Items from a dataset
□ □ □

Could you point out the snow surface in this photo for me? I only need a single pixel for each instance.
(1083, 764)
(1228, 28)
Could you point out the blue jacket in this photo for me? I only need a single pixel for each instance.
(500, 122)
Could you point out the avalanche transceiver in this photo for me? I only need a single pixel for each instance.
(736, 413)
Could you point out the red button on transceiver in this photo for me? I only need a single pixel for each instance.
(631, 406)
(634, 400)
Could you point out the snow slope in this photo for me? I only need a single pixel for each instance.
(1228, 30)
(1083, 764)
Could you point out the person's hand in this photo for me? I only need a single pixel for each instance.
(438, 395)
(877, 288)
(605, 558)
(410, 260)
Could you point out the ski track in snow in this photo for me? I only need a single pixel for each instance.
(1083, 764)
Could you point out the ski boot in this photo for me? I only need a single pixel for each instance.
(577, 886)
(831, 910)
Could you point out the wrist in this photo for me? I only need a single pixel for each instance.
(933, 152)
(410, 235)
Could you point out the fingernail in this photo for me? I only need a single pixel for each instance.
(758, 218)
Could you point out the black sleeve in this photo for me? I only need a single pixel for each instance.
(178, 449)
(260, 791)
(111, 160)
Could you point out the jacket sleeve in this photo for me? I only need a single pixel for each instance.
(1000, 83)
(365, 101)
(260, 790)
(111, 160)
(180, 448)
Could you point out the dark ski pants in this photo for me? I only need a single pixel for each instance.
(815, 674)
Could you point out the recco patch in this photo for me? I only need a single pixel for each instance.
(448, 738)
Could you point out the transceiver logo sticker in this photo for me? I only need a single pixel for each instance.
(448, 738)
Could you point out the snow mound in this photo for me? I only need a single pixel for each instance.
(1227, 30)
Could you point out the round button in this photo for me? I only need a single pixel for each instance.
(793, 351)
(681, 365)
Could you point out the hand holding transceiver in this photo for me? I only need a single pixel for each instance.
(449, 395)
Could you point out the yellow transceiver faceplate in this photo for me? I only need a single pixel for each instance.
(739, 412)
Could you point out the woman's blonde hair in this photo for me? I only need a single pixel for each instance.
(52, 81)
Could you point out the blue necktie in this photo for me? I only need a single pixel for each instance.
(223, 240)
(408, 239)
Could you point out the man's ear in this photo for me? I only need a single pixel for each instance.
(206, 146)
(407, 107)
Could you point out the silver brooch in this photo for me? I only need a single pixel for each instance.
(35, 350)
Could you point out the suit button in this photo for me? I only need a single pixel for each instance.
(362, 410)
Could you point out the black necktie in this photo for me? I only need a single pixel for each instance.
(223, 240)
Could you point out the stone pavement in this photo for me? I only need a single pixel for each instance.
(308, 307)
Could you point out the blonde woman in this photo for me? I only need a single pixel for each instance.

□ □ □

*To do:* Restate every record word for word.

*Solved exercise:*
Could you point out the snow surface in this photo for me? I only need a single pixel for each instance.
(1083, 764)
(1228, 28)
Could you point out the blue jacket in this photo for me? I only need a single pixel for each instance.
(500, 122)
Could you point out the avalanche transceiver in this photo for me? I only need a single pixel for each instance.
(736, 413)
Could you point out the red button on transceiver in this photo for me? I only need a single pixel for each instance.
(631, 406)
(634, 400)
Could you point out the snow slope in this photo for me? I only need a single pixel for each instance.
(1228, 30)
(1083, 764)
Could you point out the person's hand in this photo for me? I only need a single pixel for each instance.
(438, 395)
(877, 288)
(605, 558)
(410, 260)
Could you point out the ski track in snow in this photo for me? I only need a single pixel for each instance.
(1083, 764)
Could you point out the ski boot in this photo for me? I only need a single pixel for each instance.
(577, 886)
(831, 910)
Could you point out the wrist in this photo for me? I only need a single pixel for each instance.
(933, 152)
(410, 235)
Could you point out the fingernail in this photo for me? I only need a single pixel for each instance.
(758, 218)
Could you point out the black sleeve in this photo for me? I only need a single pixel for each instance.
(178, 449)
(260, 791)
(111, 160)
Could you point out the jacket sleeve in this photo for me? I only need a single pixel for each instance.
(1000, 83)
(365, 101)
(260, 790)
(111, 160)
(180, 448)
Could you point out the dark ski pants in this photo for me? I only need a single pixel for each instance.
(815, 674)
Could you point out the recco patch in this photo for me? I only need a single pixel for each instance.
(448, 738)
Could you point out the transceiver logo sticker in this photo for me? I only need a single pixel for each instance.
(448, 738)
Could you point out the snow mound in this photo for me? I only need a single pixel for each instance.
(1227, 30)
Could you point out the round button in this photo for me? I only need a single pixel for each instance.
(793, 351)
(681, 365)
Could you point out the hand holding transceiver in this photo for me? I only need a single pixel for each instance.
(449, 395)
Could you point out the yellow transceiver faceplate in this photo for me? I only need a single pixel for each instance.
(739, 412)
Could you point out the woman's blonde hair in this photo for me? I only need a single pixel for each instance.
(52, 81)
Could you point out the blue necktie in this photo for me? I only need a single pixel for each instance.
(223, 240)
(408, 239)
Could you point out the man's ear in this photo for me? I only need a single pixel for each instance.
(206, 146)
(407, 107)
Could you point out the silver brooch in this photo for me? I only need a single pixel for each instance.
(35, 350)
Could you point out the suit button in this photo for me? I only need a single pixel for each instance.
(362, 410)
Could you point out the black necktie in this photo for me? I only need a single pixel for each instance.
(223, 240)
Could you point out the stone pavement in this photo for me? I only need a single pixel for each instance.
(308, 307)
Could you point out the blonde woman in this photo for me? I only need a single pixel for each instance.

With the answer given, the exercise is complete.